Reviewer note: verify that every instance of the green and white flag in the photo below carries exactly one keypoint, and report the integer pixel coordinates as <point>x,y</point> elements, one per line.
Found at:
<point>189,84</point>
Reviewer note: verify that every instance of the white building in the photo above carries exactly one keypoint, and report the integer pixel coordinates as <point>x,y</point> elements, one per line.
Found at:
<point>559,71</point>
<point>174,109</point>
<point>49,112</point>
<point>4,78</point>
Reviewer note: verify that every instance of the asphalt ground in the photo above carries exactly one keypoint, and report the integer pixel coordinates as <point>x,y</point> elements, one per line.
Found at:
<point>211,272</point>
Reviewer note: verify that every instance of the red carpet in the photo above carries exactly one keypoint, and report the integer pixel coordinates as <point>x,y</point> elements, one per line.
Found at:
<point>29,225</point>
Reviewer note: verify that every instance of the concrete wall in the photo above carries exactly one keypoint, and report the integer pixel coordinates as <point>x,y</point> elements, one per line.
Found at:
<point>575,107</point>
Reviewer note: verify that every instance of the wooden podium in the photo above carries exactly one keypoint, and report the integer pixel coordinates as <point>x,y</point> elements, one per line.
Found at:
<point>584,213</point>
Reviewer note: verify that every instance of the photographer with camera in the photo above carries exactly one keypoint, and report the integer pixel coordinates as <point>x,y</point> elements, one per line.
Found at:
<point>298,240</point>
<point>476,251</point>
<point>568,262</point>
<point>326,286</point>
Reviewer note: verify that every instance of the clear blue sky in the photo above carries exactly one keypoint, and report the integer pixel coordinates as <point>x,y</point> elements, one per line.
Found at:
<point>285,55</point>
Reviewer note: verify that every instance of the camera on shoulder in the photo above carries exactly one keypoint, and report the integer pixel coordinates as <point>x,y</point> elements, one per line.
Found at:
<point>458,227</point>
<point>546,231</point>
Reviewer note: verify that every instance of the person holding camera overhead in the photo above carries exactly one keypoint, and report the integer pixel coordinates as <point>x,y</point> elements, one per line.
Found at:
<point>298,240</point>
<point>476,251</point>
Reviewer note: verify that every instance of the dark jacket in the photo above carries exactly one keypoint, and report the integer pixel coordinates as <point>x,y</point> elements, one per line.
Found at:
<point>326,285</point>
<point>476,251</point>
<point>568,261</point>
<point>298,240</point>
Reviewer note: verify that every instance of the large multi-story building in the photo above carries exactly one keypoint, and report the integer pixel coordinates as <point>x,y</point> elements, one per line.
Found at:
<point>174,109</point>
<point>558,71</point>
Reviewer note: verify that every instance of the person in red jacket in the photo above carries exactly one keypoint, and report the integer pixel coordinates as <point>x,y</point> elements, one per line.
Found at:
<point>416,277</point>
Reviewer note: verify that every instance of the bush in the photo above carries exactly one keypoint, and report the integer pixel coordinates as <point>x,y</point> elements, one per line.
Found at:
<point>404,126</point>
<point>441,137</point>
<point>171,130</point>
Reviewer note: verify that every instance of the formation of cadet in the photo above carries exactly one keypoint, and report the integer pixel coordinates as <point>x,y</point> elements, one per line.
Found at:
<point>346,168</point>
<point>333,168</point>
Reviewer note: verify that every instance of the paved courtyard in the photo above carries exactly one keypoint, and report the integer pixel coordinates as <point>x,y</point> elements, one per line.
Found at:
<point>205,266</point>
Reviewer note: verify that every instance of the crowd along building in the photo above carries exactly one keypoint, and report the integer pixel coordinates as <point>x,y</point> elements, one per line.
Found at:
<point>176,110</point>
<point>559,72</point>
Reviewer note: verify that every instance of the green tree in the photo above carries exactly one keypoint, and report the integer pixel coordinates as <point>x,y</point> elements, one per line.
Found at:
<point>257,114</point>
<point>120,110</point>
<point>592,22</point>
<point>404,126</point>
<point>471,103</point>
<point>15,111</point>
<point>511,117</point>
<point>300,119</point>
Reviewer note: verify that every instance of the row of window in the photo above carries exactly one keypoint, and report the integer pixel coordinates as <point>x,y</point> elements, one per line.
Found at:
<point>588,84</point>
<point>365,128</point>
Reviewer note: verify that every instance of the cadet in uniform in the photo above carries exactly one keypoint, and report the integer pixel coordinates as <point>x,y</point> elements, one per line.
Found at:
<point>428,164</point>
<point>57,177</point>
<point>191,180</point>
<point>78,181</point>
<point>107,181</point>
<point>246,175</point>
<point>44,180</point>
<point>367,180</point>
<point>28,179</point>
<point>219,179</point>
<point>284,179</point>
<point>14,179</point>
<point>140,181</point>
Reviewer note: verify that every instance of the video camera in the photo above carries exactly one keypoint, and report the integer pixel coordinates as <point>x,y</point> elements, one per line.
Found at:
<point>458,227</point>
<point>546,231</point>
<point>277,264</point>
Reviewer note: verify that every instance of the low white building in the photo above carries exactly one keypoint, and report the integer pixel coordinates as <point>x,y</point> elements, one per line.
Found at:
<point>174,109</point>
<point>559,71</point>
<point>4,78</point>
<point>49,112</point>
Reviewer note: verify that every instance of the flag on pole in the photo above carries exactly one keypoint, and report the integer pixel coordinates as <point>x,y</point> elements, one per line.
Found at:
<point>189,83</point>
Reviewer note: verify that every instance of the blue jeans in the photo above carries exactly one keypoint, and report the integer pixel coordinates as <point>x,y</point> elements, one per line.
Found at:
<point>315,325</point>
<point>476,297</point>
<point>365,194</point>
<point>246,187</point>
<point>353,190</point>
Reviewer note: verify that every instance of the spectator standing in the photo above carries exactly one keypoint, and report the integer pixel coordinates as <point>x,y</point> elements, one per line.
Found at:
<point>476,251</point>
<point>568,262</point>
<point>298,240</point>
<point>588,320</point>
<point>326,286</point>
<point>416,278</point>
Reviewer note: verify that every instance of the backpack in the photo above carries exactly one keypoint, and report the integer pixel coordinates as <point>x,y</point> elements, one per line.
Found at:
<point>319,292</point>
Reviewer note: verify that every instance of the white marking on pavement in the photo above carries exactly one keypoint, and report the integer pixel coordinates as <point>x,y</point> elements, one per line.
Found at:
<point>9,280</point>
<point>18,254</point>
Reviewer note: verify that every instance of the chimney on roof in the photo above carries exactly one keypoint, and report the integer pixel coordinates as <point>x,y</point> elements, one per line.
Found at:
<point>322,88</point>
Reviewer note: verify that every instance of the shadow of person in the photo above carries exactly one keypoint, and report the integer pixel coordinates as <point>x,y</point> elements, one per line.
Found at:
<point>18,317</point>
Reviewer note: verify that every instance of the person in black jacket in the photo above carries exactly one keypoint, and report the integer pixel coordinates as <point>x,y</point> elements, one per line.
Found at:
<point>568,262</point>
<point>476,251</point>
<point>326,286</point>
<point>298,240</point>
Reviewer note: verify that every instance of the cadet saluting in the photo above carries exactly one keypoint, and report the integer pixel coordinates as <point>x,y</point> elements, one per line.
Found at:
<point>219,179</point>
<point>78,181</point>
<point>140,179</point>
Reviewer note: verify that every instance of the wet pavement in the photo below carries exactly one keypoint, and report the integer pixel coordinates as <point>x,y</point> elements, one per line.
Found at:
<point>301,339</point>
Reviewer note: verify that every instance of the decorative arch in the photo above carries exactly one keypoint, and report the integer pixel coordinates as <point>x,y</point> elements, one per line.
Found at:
# # #
Exercise prompt:
From the records above, pull every line that carries the word "green".

Response box:
Reviewer note: verify that every instance of the green and white flag in the photo below carries exactly one keypoint, and report the integer pixel coordinates as <point>x,y</point> elements, one per line.
Reviewer note: verify that every instance of the green tree in the photo above carries exactly one keypoint, and report the integer pixel coordinates as <point>x,y</point> elements, one per line.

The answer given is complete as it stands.